● **DESCRIPTION OF THE TASK**
Please revise the material from the line with "Indicate the large" up to and including the line with "[(536, 253)]", replacing "one dot per instance" with "a single dot for each instance" and leaving everything else as it is. Return only those lines.

────────────────

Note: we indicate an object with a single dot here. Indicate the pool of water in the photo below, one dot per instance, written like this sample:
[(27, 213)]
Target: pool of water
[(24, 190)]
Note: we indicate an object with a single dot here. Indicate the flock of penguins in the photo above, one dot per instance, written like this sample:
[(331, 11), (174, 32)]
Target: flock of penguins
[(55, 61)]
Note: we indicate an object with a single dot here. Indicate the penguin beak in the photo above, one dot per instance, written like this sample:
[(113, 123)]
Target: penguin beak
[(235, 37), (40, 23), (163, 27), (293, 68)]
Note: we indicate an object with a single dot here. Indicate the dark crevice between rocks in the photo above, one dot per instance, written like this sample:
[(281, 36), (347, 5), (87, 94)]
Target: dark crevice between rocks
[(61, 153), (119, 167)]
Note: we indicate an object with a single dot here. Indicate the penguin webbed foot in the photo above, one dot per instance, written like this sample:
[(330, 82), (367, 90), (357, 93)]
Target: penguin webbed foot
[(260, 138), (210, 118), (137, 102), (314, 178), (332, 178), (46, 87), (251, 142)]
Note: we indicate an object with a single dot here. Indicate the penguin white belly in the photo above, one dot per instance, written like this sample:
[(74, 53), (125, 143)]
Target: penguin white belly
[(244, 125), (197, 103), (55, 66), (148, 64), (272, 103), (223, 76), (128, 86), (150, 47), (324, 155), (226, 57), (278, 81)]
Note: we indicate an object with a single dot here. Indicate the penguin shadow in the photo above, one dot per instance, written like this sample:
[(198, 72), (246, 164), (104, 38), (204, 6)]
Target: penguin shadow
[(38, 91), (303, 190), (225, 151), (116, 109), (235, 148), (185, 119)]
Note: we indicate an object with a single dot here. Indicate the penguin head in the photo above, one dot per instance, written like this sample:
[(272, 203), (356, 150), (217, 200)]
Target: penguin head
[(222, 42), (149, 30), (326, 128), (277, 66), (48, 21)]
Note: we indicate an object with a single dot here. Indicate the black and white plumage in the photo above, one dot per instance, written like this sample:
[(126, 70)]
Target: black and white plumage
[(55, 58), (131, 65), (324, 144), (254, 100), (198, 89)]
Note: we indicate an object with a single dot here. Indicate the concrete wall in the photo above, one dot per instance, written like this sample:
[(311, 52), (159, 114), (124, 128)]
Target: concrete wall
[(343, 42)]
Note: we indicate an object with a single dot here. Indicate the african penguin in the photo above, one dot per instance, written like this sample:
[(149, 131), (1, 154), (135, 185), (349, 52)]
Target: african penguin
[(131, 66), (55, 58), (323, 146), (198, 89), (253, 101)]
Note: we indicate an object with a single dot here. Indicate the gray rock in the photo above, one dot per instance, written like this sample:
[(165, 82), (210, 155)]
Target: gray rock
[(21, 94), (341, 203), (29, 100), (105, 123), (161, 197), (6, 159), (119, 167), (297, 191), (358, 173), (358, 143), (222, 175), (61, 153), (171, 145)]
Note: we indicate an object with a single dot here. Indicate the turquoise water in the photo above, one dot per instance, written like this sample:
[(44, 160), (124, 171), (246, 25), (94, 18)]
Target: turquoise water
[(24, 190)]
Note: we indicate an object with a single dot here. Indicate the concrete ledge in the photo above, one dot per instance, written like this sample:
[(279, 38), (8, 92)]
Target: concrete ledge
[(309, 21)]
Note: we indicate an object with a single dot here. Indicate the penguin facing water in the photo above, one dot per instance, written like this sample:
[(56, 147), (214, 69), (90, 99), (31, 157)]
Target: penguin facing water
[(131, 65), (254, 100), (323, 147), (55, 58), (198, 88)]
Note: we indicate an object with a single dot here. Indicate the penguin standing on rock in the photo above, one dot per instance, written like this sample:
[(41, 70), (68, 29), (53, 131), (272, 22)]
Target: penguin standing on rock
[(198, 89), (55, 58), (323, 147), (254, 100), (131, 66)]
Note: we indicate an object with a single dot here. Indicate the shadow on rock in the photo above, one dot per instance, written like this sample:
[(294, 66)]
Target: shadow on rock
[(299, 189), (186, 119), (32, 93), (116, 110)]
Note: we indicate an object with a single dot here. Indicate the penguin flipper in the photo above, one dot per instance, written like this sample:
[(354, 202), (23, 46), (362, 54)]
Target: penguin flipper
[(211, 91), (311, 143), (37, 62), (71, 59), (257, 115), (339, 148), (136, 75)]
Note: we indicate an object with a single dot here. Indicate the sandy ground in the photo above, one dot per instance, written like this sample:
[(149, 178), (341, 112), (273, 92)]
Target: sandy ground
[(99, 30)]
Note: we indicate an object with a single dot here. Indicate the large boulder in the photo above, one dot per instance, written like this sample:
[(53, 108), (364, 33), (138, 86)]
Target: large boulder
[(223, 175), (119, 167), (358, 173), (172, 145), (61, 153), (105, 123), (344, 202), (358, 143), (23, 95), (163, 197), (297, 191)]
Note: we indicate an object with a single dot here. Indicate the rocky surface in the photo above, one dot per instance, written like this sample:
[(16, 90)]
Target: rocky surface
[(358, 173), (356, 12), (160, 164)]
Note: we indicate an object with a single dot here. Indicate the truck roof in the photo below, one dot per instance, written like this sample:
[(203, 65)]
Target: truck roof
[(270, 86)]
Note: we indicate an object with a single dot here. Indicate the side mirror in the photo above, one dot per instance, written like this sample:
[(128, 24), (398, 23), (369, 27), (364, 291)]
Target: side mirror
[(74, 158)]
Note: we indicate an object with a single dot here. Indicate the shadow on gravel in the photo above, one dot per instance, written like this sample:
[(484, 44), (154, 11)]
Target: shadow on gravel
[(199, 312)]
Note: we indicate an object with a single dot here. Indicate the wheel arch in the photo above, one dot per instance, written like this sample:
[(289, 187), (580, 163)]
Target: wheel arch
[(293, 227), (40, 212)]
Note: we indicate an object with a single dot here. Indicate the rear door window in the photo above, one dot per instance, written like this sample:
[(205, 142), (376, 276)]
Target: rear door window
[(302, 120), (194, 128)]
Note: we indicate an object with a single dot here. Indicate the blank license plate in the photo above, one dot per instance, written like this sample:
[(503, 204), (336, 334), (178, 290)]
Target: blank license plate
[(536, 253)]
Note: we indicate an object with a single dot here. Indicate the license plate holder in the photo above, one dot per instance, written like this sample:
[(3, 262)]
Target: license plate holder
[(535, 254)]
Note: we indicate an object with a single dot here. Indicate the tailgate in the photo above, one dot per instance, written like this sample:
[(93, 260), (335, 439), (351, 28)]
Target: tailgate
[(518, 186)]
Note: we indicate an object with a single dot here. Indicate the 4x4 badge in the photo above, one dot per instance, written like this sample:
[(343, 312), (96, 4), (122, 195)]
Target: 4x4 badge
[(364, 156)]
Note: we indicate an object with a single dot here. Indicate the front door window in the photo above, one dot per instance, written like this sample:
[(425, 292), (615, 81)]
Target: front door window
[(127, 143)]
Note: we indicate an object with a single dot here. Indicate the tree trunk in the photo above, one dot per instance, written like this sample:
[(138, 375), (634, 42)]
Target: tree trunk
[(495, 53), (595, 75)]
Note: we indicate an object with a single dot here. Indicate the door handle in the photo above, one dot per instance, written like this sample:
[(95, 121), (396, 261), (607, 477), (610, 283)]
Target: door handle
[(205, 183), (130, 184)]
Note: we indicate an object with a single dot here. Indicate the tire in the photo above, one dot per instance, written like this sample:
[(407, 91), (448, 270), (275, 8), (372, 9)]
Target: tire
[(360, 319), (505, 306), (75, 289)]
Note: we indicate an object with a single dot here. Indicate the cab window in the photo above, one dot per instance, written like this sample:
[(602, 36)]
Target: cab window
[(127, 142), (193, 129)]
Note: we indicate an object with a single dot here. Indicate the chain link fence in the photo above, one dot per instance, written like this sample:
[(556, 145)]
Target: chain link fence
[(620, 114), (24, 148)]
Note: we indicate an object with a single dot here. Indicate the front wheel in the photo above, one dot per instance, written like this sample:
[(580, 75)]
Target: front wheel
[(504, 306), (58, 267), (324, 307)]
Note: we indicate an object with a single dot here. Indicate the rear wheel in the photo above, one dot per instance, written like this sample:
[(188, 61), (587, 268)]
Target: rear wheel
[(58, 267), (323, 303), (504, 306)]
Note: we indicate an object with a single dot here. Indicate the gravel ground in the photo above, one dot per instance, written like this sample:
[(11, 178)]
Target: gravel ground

────────────────

● **ANSWER BELOW**
Note: we indicate an object with a single dot here. Indicate the large boulder in the photo above, a single dot for each instance, written like this sample:
[(53, 108), (364, 33), (138, 86)]
Target: large boulder
[(223, 175), (119, 167), (358, 173), (172, 145), (61, 153), (105, 123), (344, 202), (358, 143), (23, 95), (163, 197), (297, 191)]
Note: we indicate an object with a single dot here. Indicate the rocky surface in the photo above, a single dot for each instance, written like this sample:
[(16, 90)]
Target: rocky surface
[(358, 173), (356, 12), (160, 164)]
Note: we indicate an object with a single dot here. Indicate the truck roof in the photo below, a single dot for each instance, written like this sample:
[(203, 65)]
Target: truck roof
[(270, 86)]
Note: we indicate an object with a single dot here. Indicate the side mirror in the photo above, a single dot for each instance, written like this sample:
[(128, 24), (398, 23), (369, 27), (364, 291)]
Target: side mirror
[(74, 158)]
Note: we indicate an object with a single dot here. Indicate the shadow on gravel in the photo above, a single dot for each instance, written like this sample:
[(484, 44), (154, 11)]
Target: shadow on gravel
[(199, 312)]
Note: we indicate an object with a single dot here. Indicate the wheel arch in the photo above, a single dot for each instance, written like this sample:
[(289, 187), (580, 163)]
Target: wheel arch
[(293, 227), (40, 212)]
Note: we indicate an object with a single dot here. Indicate the rear door window in the photo above, a single dot for each instance, written like this sample:
[(205, 142), (376, 276)]
Target: rear door window
[(302, 120), (194, 128)]
Note: we indicate an object with a single dot here. Indicate the blank license plate in the photo above, a single dot for each instance, written like this sample:
[(503, 204), (336, 334), (178, 290)]
Target: blank license plate
[(536, 253)]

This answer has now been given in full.